**Problem**
Swap "tab-separated" for "comma-separated" in the lines from the one containing "In this practice step, locate the forested" through the one containing "In this practice step, locate the dirt", leaving everything else unchanged. Return only those lines.

**Source data**
^^^^^^^^^^^^^^^^
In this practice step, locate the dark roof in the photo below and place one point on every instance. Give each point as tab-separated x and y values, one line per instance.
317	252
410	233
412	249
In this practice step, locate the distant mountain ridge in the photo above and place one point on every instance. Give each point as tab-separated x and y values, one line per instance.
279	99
^^^^^^^^^^^^^^^^
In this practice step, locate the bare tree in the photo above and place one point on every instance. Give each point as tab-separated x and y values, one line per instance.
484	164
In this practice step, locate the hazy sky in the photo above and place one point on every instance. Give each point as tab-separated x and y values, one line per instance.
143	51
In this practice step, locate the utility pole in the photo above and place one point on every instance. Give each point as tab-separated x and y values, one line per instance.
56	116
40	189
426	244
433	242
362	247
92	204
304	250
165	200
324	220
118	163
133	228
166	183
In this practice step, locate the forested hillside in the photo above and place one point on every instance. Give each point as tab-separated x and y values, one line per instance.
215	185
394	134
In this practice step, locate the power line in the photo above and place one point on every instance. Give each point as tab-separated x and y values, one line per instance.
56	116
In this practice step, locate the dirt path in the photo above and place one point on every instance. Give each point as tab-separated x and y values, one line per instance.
^^^^^^^^^^^^^^^^
**Result of this exercise**
In this practice step, locate the forested hillside in the photo above and place one point on every instance. Give each point as comma-separated x and y values, one line per instance.
215	185
394	134
In this practice step, locate the power line in the photo above and place one point on every instance. Give each point as comma-separated x and y values, one line per instance.
56	116
In this practice step, locate the dirt path in the photo above and place one point on every instance. Give each point as comma-separated x and y values, one line per instance.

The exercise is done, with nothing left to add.